[Begin Records to use]

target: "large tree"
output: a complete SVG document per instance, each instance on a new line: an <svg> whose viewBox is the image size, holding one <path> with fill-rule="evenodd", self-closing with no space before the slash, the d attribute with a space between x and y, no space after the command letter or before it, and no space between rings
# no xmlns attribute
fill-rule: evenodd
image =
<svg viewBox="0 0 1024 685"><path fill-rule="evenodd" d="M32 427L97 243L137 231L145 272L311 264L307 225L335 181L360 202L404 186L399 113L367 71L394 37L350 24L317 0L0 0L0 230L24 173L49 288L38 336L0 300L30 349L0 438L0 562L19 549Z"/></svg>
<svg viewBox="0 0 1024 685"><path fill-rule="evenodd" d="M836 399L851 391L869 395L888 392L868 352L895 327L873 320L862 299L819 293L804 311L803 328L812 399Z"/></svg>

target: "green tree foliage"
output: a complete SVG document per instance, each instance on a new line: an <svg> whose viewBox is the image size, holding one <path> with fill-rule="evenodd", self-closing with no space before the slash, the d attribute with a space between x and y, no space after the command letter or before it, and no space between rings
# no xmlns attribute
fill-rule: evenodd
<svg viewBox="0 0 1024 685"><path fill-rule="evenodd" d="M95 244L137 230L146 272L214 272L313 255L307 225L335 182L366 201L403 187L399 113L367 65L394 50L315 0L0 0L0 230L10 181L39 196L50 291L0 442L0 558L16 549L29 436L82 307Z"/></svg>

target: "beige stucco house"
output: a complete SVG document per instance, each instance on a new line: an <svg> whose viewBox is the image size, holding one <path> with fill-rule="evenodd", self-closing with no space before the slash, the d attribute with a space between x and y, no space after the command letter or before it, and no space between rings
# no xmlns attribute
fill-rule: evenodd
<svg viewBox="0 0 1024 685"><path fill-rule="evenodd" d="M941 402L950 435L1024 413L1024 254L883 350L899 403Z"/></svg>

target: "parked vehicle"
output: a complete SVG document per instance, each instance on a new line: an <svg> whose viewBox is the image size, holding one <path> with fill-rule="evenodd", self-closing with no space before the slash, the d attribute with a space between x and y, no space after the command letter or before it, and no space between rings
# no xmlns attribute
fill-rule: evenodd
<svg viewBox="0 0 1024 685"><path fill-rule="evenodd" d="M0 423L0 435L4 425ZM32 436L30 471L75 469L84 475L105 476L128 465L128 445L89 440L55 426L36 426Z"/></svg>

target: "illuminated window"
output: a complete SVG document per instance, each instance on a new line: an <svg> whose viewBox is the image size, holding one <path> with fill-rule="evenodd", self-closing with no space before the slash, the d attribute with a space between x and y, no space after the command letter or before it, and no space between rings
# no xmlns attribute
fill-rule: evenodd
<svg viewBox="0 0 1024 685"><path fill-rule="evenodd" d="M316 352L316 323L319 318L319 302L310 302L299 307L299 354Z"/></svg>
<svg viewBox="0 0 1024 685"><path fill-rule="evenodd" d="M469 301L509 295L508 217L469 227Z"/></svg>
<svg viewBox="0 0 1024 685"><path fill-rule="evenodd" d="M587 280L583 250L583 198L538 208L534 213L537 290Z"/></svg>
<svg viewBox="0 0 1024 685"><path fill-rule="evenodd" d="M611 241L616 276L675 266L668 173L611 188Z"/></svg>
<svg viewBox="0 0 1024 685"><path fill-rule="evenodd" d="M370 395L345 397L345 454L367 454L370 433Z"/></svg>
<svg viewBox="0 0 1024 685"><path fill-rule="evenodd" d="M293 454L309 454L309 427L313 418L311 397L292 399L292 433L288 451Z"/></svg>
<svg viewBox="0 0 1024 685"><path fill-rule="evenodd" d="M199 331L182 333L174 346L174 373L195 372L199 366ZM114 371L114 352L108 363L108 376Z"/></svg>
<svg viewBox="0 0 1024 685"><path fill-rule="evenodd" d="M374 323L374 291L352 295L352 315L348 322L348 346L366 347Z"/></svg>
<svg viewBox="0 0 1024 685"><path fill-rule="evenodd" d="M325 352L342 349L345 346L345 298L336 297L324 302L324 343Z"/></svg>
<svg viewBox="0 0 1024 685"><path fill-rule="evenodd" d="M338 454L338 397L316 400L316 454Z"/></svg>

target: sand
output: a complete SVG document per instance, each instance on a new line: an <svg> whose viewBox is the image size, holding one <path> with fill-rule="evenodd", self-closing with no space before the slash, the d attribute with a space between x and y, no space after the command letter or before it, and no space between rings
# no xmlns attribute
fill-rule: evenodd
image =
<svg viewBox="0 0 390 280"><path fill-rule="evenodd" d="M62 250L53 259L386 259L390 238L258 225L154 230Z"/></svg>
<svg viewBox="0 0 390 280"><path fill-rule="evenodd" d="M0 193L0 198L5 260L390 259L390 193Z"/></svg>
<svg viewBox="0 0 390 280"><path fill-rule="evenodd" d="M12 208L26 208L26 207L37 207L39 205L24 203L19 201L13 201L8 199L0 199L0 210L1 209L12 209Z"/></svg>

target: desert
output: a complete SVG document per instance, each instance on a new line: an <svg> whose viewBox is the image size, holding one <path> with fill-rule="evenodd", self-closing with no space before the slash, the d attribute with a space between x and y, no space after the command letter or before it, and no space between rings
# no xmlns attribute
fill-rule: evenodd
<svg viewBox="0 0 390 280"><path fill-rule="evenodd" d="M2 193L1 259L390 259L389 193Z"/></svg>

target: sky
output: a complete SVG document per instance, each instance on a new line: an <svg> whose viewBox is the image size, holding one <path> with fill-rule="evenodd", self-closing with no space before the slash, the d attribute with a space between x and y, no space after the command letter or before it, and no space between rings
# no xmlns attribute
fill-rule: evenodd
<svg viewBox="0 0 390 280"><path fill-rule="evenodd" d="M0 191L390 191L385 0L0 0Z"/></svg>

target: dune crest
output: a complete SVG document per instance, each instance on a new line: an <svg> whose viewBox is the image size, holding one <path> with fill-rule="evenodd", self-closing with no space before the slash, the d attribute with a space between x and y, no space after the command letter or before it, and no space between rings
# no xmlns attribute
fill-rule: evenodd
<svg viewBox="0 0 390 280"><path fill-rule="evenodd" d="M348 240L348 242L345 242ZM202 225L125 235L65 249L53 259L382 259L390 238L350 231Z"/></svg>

[End Records to use]

== Your objective ==
Reproduce all the records above, switching "xmlns" to "version" wherever it occurs and leaving every other character unchanged.

== Task answer ==
target: "large tree"
output: a complete SVG document per instance, each instance on a new line: an <svg> whose viewBox is the image size, holding one <path> with fill-rule="evenodd", self-closing with no space before the slash, the d attribute with a space between x and y, no space after the command letter or before it, and no space between rings
# no version attribute
fill-rule: evenodd
image =
<svg viewBox="0 0 1024 685"><path fill-rule="evenodd" d="M32 427L97 243L137 231L145 272L311 264L307 225L335 181L360 202L404 186L399 113L367 71L394 37L350 24L317 0L0 0L0 230L24 173L49 288L38 336L0 300L30 349L0 438L0 562L19 549Z"/></svg>
<svg viewBox="0 0 1024 685"><path fill-rule="evenodd" d="M836 399L851 391L869 395L888 392L868 352L895 327L873 320L862 299L819 293L804 311L803 328L812 399Z"/></svg>

target: "green tree foliage"
output: a complete SVG document per instance, each instance on a new line: an <svg> whose viewBox is the image size, holding one <path> with fill-rule="evenodd", self-closing with no space before the slash, the d attribute with a space between x and y, no space after the command letter or before it, and no space between rings
# no version attribute
fill-rule: evenodd
<svg viewBox="0 0 1024 685"><path fill-rule="evenodd" d="M95 244L137 230L146 272L214 272L313 255L307 225L335 182L366 201L403 187L399 113L367 65L394 50L315 0L0 0L0 230L10 181L39 196L50 291L0 442L0 558L16 549L29 436L82 307Z"/></svg>

target: "beige stucco house"
output: a complete SVG document per instance, each instance on a new line: an <svg> whose viewBox is the image size, holding one <path> with fill-rule="evenodd", self-closing with no space before the slash, the d attribute with a space between x and y, no space after the command letter or before it, and no space between rings
# no version attribute
fill-rule: evenodd
<svg viewBox="0 0 1024 685"><path fill-rule="evenodd" d="M941 402L950 435L1024 413L1024 254L883 350L899 403Z"/></svg>

target: "parked vehicle"
output: a complete SVG document per instance, each instance on a new line: an <svg> whose viewBox is the image size, holding one <path> with fill-rule="evenodd", self-closing with no space before the slash, the d attribute with a space between x and y, no space after the command letter or before it, and no space between rings
# no version attribute
fill-rule: evenodd
<svg viewBox="0 0 1024 685"><path fill-rule="evenodd" d="M0 423L0 435L4 425ZM32 436L30 471L75 469L84 475L105 476L128 465L128 445L89 440L55 426L36 426Z"/></svg>

target: "illuminated window"
output: a complete SVG document per instance, each instance on a new line: an <svg> whose viewBox is the image size, holding one <path> with fill-rule="evenodd", self-closing with no space before the slash, the d attribute with a space between x and y, no space after the command letter or before it, and no space between rings
# no version attribute
fill-rule: evenodd
<svg viewBox="0 0 1024 685"><path fill-rule="evenodd" d="M316 352L316 323L319 318L319 302L310 302L299 307L299 354Z"/></svg>
<svg viewBox="0 0 1024 685"><path fill-rule="evenodd" d="M469 301L509 295L508 217L469 227Z"/></svg>
<svg viewBox="0 0 1024 685"><path fill-rule="evenodd" d="M587 280L583 250L583 198L538 208L534 213L537 290Z"/></svg>
<svg viewBox="0 0 1024 685"><path fill-rule="evenodd" d="M611 241L616 276L675 266L668 173L611 188Z"/></svg>
<svg viewBox="0 0 1024 685"><path fill-rule="evenodd" d="M370 395L345 397L345 454L367 454L370 433Z"/></svg>
<svg viewBox="0 0 1024 685"><path fill-rule="evenodd" d="M293 454L309 454L309 427L313 418L311 397L292 399L292 433L288 451Z"/></svg>
<svg viewBox="0 0 1024 685"><path fill-rule="evenodd" d="M199 331L182 333L174 346L174 373L195 372L199 366ZM114 371L114 352L108 363L108 376Z"/></svg>
<svg viewBox="0 0 1024 685"><path fill-rule="evenodd" d="M374 323L374 291L352 295L352 315L348 322L348 346L366 347Z"/></svg>
<svg viewBox="0 0 1024 685"><path fill-rule="evenodd" d="M325 352L342 349L345 346L345 298L336 297L324 302L324 343Z"/></svg>
<svg viewBox="0 0 1024 685"><path fill-rule="evenodd" d="M338 454L338 397L316 400L316 454Z"/></svg>

target: sand
output: a complete SVG document per instance, each instance on a new line: an <svg> whose viewBox is the image size, holding one <path> with fill-rule="evenodd", self-closing with no space before the slash, the d attribute with a space between x and y, no space after the command letter or before it, and no space between rings
# no version attribute
fill-rule: evenodd
image =
<svg viewBox="0 0 390 280"><path fill-rule="evenodd" d="M62 250L53 259L386 259L390 238L258 225L154 230Z"/></svg>
<svg viewBox="0 0 390 280"><path fill-rule="evenodd" d="M0 193L0 198L5 260L390 259L390 193Z"/></svg>
<svg viewBox="0 0 390 280"><path fill-rule="evenodd" d="M12 208L26 208L26 207L37 207L39 205L24 203L19 201L13 201L8 199L0 199L0 210L1 209L12 209Z"/></svg>

target: desert
output: a complete SVG document per instance, each instance on a new line: an <svg> whose viewBox is the image size, holding one <path> with fill-rule="evenodd", self-closing with no space before the slash, the d attribute with a space between x and y, no space after the command letter or before it, and no space between rings
# no version attribute
fill-rule: evenodd
<svg viewBox="0 0 390 280"><path fill-rule="evenodd" d="M2 193L1 259L390 259L389 193Z"/></svg>

target: sky
output: a complete SVG document per instance, each instance on a new line: an <svg> whose viewBox is the image size, holding one <path> with fill-rule="evenodd", self-closing with no space before the slash, the d attribute with a space between x and y, no space after the command letter or before it, and no space between rings
# no version attribute
fill-rule: evenodd
<svg viewBox="0 0 390 280"><path fill-rule="evenodd" d="M0 191L390 191L385 0L0 0Z"/></svg>

target: dune crest
output: a complete SVG document per instance, each instance on a new line: an <svg> whose viewBox is the image size, holding one <path> with fill-rule="evenodd", self-closing with no space before the slash, the d attribute with a space between x and y, no space after the command letter or before it, and no space between rings
# no version attribute
fill-rule: evenodd
<svg viewBox="0 0 390 280"><path fill-rule="evenodd" d="M348 240L348 242L345 242ZM202 225L125 235L65 249L53 259L382 259L390 238L350 231Z"/></svg>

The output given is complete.